◆ **What the exercise asks**: Return the data below unchanged, without images.
Segment Open
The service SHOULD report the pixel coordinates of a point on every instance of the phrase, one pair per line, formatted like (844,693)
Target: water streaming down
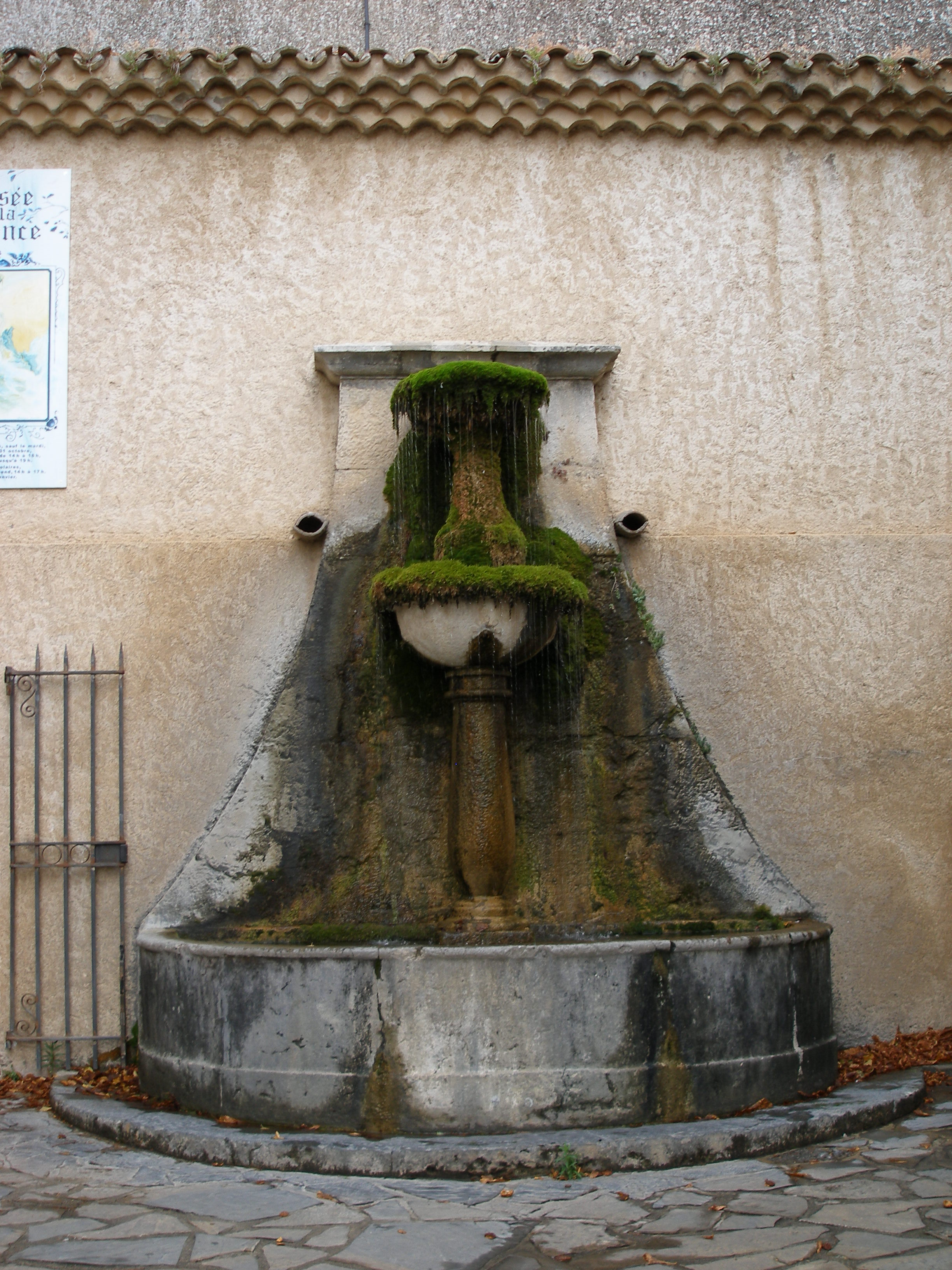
(568,735)
(512,787)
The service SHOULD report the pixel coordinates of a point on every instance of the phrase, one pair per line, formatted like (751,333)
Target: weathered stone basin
(488,1039)
(446,633)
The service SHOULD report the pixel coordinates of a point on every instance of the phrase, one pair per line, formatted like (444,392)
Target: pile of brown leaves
(905,1049)
(35,1090)
(116,1082)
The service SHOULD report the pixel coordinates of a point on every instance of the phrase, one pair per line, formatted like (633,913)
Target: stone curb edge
(852,1109)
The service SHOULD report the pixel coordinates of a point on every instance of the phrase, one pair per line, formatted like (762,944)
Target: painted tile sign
(35,296)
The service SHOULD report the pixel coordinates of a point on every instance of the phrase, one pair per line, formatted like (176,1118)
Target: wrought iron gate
(72,975)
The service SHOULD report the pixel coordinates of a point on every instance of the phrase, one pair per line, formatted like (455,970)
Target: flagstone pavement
(876,1202)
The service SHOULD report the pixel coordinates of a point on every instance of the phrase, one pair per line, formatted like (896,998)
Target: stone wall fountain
(478,874)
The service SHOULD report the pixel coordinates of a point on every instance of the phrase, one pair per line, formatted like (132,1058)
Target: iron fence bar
(88,864)
(66,837)
(122,872)
(51,1037)
(73,675)
(106,854)
(10,681)
(37,1004)
(70,842)
(92,835)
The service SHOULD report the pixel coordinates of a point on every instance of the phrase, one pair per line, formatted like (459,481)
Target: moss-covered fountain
(480,874)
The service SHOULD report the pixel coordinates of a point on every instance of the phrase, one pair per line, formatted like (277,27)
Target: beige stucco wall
(782,312)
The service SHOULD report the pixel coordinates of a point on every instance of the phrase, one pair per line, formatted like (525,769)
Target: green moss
(451,580)
(601,883)
(472,543)
(653,634)
(490,388)
(418,489)
(551,547)
(365,933)
(593,634)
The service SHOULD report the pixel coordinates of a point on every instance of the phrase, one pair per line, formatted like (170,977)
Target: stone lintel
(394,361)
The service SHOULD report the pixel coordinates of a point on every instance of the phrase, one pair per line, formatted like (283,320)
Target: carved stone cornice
(526,91)
(394,361)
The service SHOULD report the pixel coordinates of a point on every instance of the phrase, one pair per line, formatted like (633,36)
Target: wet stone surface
Segment Closed
◆ **Answer to the exercise**:
The service SHOULD report the pixel coordinates of a point on every instance of the phrase, one pair per line, formatted like (844,693)
Target: water streaming down
(568,735)
(512,787)
The service SHOULD report the pixel coordinates of a point on every instance of the phrase, one pair per line, formatted like (751,333)
Target: weathered stone basin
(488,1039)
(446,633)
The service SHOULD report the pixel coordinates of a point on every instance of the phrase, one pair per line, formatted like (444,392)
Target: pile of brown leaves
(905,1049)
(35,1090)
(116,1082)
The service SHOULD report the pixel coordinates of a point on every instance of the phrase, one pair per line, formatted like (633,913)
Target: stone curb edge
(852,1109)
The service SHOULD report the pixel coordinates of a point on every instance of the phrase, one pair per line, formatted like (762,944)
Target: painted tile sign
(35,296)
The service SHOULD report the pixel coordinates of a point on every instance of the phrase, one pair per line, formatted like (176,1118)
Target: wrought iron gate
(72,975)
The service SHOULD report the pixel coordinates of a point on every instance of the phrase, one pair per line, formatted like (455,970)
Target: flagstone pavement
(876,1202)
The service SHOULD report the pixel coordinates of a point on every instance of the phrase, one pair per line, formatted like (896,998)
Target: stone wall fountain
(478,874)
The service SHOULD report the pixel coordinates of a point on every instance of the phrase, one pair per line, formatted like (132,1058)
Target: iron fence bar
(88,864)
(66,837)
(122,872)
(51,1037)
(73,675)
(106,854)
(10,681)
(37,1004)
(70,842)
(92,835)
The service SHOULD report the pixel coordinates of a point on every instance of the phrase, one pair per line, formatted like (459,481)
Target: moss-covered fountain
(480,874)
The service SHOULD report the pixel coordinates of a point on every instance of the phrase, one pair per line, formatted like (277,27)
Target: beige stucco wall
(782,312)
The service SHOULD report the pixel coordinates of a point on every instance of the phrase, one pair per line, formatted like (525,769)
Target: green moss
(451,580)
(601,883)
(472,543)
(653,634)
(490,388)
(418,489)
(551,547)
(365,933)
(593,634)
The service SHOULD report the pixel coordinates of a point on every instance of the phrase, one pair per line, formatted like (170,977)
Target: stone lintel
(394,361)
The service SHOULD report the pixel coordinates of a point on every instance of the phrase, one pair per line, formatted like (283,320)
Target: carved stone cornice
(526,91)
(394,361)
The service SHOULD report the pixel coordinates of a point on every instance of the phrase, one pair per line, formatted like (633,36)
Target: wet stone surface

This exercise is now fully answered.